Stored data:
▼
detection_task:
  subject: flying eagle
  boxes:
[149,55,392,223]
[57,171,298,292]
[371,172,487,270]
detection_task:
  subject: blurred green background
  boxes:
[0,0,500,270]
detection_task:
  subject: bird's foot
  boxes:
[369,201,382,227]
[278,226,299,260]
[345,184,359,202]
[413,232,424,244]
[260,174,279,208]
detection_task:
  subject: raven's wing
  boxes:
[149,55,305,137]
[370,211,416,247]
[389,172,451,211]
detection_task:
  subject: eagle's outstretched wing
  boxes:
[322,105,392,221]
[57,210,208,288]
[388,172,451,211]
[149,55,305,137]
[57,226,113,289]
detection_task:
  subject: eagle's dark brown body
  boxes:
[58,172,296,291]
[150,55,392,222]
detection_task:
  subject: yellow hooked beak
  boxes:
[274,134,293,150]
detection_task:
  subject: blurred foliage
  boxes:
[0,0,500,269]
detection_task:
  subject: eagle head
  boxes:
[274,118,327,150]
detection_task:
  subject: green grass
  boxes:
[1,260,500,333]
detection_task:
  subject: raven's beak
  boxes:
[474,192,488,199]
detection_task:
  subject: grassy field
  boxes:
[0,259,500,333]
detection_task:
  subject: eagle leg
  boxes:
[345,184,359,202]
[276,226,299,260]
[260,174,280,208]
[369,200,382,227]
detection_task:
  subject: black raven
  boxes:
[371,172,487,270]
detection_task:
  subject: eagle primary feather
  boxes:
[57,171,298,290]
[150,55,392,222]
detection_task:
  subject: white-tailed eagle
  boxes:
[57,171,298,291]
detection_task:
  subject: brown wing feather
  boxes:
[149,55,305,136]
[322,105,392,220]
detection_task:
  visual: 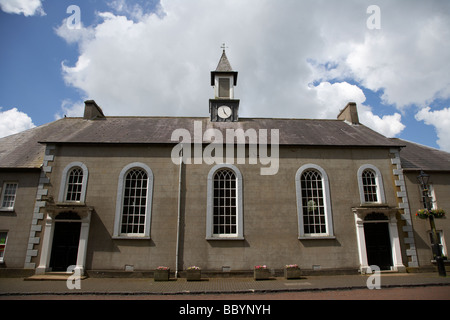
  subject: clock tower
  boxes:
[209,45,239,122]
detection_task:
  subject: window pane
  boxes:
[66,167,83,201]
[121,169,148,234]
[2,183,17,208]
[362,169,378,202]
[219,78,230,98]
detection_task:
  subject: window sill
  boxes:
[112,236,151,240]
[298,236,336,240]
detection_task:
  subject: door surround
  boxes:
[352,206,406,274]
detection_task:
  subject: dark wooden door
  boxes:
[364,222,392,270]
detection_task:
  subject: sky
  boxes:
[0,0,450,152]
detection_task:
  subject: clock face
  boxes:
[217,106,232,119]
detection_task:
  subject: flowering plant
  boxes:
[416,209,445,219]
[156,266,169,270]
[188,266,200,270]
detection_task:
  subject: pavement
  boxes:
[0,273,450,299]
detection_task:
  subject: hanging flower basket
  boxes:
[416,209,445,219]
[253,265,270,280]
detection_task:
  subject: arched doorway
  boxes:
[364,213,393,270]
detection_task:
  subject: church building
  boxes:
[0,50,450,276]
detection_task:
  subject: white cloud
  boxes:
[0,108,35,138]
[0,0,45,17]
[416,107,450,152]
[58,0,450,136]
[311,82,405,137]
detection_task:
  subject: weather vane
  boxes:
[221,43,228,52]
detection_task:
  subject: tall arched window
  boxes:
[361,169,378,202]
[295,164,334,239]
[113,163,153,239]
[206,165,244,240]
[58,162,89,203]
[358,164,386,204]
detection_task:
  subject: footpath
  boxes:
[0,273,450,299]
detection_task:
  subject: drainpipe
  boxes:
[175,149,183,278]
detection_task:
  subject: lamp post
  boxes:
[417,170,446,277]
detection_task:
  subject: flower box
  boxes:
[253,265,270,280]
[284,265,301,279]
[186,266,202,281]
[153,267,170,281]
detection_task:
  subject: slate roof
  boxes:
[0,117,406,168]
[392,138,450,171]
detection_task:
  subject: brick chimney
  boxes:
[337,102,359,124]
[83,100,105,120]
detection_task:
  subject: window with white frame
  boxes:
[58,162,89,203]
[1,182,18,210]
[361,169,378,202]
[0,231,8,263]
[113,163,153,238]
[295,164,334,239]
[206,164,244,240]
[120,168,148,234]
[358,164,386,204]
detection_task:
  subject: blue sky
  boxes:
[0,0,450,152]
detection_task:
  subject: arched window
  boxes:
[58,162,89,203]
[206,165,244,240]
[65,167,83,202]
[296,164,334,239]
[358,164,385,204]
[114,163,153,238]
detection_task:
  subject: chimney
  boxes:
[338,102,359,124]
[83,100,105,120]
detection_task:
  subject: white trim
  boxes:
[36,209,91,275]
[295,164,334,240]
[358,164,386,204]
[0,181,19,211]
[113,162,153,239]
[58,162,89,203]
[206,164,244,240]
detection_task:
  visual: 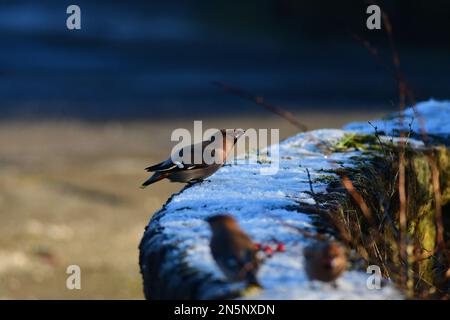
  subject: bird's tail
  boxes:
[141,172,167,189]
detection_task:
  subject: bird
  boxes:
[141,129,245,189]
[206,214,261,288]
[303,240,347,282]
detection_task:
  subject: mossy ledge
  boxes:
[139,102,450,299]
[315,134,450,298]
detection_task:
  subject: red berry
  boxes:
[277,242,286,252]
[264,246,273,255]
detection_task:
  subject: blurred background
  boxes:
[0,0,450,299]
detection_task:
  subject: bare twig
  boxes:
[212,81,308,132]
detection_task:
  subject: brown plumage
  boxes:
[141,129,245,188]
[303,241,347,282]
[206,214,260,287]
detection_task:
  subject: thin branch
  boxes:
[212,81,308,132]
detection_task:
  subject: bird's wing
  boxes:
[145,140,221,172]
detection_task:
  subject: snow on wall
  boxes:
[141,100,450,299]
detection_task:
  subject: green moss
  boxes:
[333,133,376,152]
[316,140,450,294]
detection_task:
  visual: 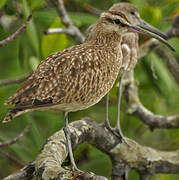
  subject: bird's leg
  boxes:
[63,112,80,171]
[104,93,112,130]
[104,93,121,138]
[115,71,128,144]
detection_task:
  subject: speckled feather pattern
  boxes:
[3,3,141,122]
[6,43,120,111]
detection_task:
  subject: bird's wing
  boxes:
[6,44,98,109]
[5,46,78,108]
▲
Directions for this task: Change every "subject" to "target" throughout all the entries above, and leave everything else as it is. Leave the pictures out of your answer.

Solution for this problem:
detection_task:
  target: flying eagle
  boxes:
[149,55,392,223]
[57,171,298,292]
[371,172,487,270]
detection_task:
  target: blurred green background
  boxes:
[0,0,500,270]
detection_task:
  target: bird's foot
  boxes:
[369,201,382,227]
[278,226,299,260]
[345,184,359,202]
[413,232,424,244]
[260,174,279,208]
detection_task:
  target: raven's wing
  boxes:
[149,55,305,137]
[370,211,416,247]
[389,172,451,211]
detection_task:
  target: eagle's outstretched wing
  boxes:
[322,105,392,221]
[57,210,208,288]
[388,172,451,211]
[149,55,305,137]
[57,226,113,289]
detection_task:
  target: eagle's dark brown body
  boxes:
[58,172,296,291]
[150,55,392,222]
detection_task:
  target: yellow hooked beak
  boxes:
[274,134,293,150]
detection_task:
  target: blurred foliage
  boxes:
[0,0,500,269]
detection_task:
  target: eagle head
  boxes:
[274,118,327,150]
detection_task:
  target: green grass
  boxes:
[1,260,500,333]
detection_task:
  target: raven's beak
  boxes:
[474,192,488,199]
detection_task:
  target: grassy field
  boxes:
[0,259,500,333]
detection_task:
  target: eagle leg
  boxes:
[345,184,359,202]
[276,226,299,260]
[260,174,280,208]
[369,200,382,227]
detection_task:
  target: black raven
  boxes:
[371,172,487,270]
detection_task:
  target: eagle primary feather
  boxes:
[57,171,298,290]
[150,55,392,222]
detection_task:
  target: white-tailed eagle
  boxes:
[57,171,298,291]
detection_task:
  target: brown wing feather
  boxes:
[149,55,305,136]
[322,105,392,220]
detection_task:
  visual: 
  target: clock tower
  boxes:
[209,45,239,122]
detection_task:
  target: window pane
  boxes:
[66,167,83,201]
[121,169,148,234]
[2,183,17,208]
[362,169,378,202]
[219,78,230,98]
detection_task:
  target: window sill
  boxes:
[112,236,151,240]
[298,236,336,240]
detection_task:
  target: door surround
  boxes:
[352,206,406,274]
detection_task:
  target: dark wooden door
  boxes:
[364,222,392,270]
detection_task:
  target: sky
  boxes:
[0,0,450,152]
detection_task:
  target: clock face
  boxes:
[217,106,232,119]
detection_task:
  target: flowering plant
  boxes:
[416,209,445,219]
[156,266,169,270]
[188,266,200,270]
detection_task:
  target: pavement
  boxes:
[0,273,450,299]
detection_task:
  target: hanging flower basket
  boxes:
[416,209,445,219]
[253,265,270,280]
detection_task:
  target: arched doorway
  boxes:
[364,213,393,270]
detection_task:
  target: church building
  boxes:
[0,50,450,276]
detection_task:
  target: white cloud
  boxes:
[0,108,35,138]
[0,0,45,17]
[416,107,450,152]
[58,0,450,136]
[311,82,405,137]
detection_task:
  target: weather vane
  boxes:
[221,43,228,52]
detection_task:
  target: tall arched window
  boxes:
[361,169,378,202]
[295,164,334,239]
[113,163,153,239]
[206,165,244,240]
[58,162,89,203]
[358,164,386,204]
detection_task:
  target: footpath
  boxes:
[0,273,450,299]
detection_task:
  target: drainpipe
  boxes:
[175,149,183,278]
detection_task:
  target: lamp post
  boxes:
[417,170,446,277]
detection_task:
  target: flower box
  boxes:
[253,265,270,280]
[284,265,301,279]
[186,266,202,281]
[153,267,170,281]
detection_task:
  target: slate roof
  boxes:
[0,117,406,168]
[392,138,450,171]
detection_task:
  target: brick chimney
  boxes:
[337,102,359,124]
[83,100,105,120]
detection_task:
  target: window with white frame
  boxes:
[58,162,89,203]
[1,182,18,210]
[361,169,378,202]
[0,231,8,263]
[113,163,153,238]
[295,164,334,239]
[206,164,244,240]
[120,168,148,234]
[358,164,386,204]
detection_task:
  target: blue sky
  boxes:
[0,0,450,152]
detection_task:
  target: arched window
  boxes:
[58,162,89,203]
[206,165,244,240]
[65,167,83,202]
[296,164,334,239]
[358,164,385,204]
[114,163,153,238]
detection_task:
  target: chimney
  boxes:
[338,102,359,124]
[83,100,105,120]
detection_task:
  target: white trim
  boxes:
[36,209,91,275]
[295,164,334,240]
[358,164,386,204]
[0,181,19,211]
[113,162,153,239]
[58,162,89,203]
[206,164,244,240]
detection_task:
  visual: 
  target: bird's tail
  boxes:
[141,172,167,189]
detection_task:
  target: bird
  boxes:
[141,129,245,189]
[206,214,261,288]
[303,240,347,282]
detection_task:
  target: mossy ledge
  boxes:
[139,102,450,299]
[315,134,450,298]
detection_task:
  target: red berry
  boxes:
[277,242,286,252]
[264,246,273,255]
detection_task:
  target: blurred background
  boxes:
[0,0,450,299]
detection_task:
  target: bare twig
  boxes:
[212,81,308,132]
detection_task:
  target: brown plumage
  boxes:
[141,129,245,188]
[303,241,347,282]
[206,214,260,287]
detection_task:
  target: thin branch
  boxes:
[212,81,308,132]
detection_task:
  target: bird's wing
  boxes:
[145,140,221,172]
detection_task:
  target: snow on wall
  boxes:
[141,100,450,299]
detection_task:
  target: green moss
  boxes:
[333,133,376,152]
[316,140,450,294]
detection_task:
  visual: 
  target: bird's leg
  boxes:
[63,112,80,171]
[104,93,112,130]
[104,93,121,138]
[115,71,128,144]
detection_task:
  target: speckled feather pattern
  boxes:
[3,3,141,122]
[6,43,120,111]
detection_task:
  target: bird's wing
  boxes:
[6,44,98,109]
[5,46,78,108]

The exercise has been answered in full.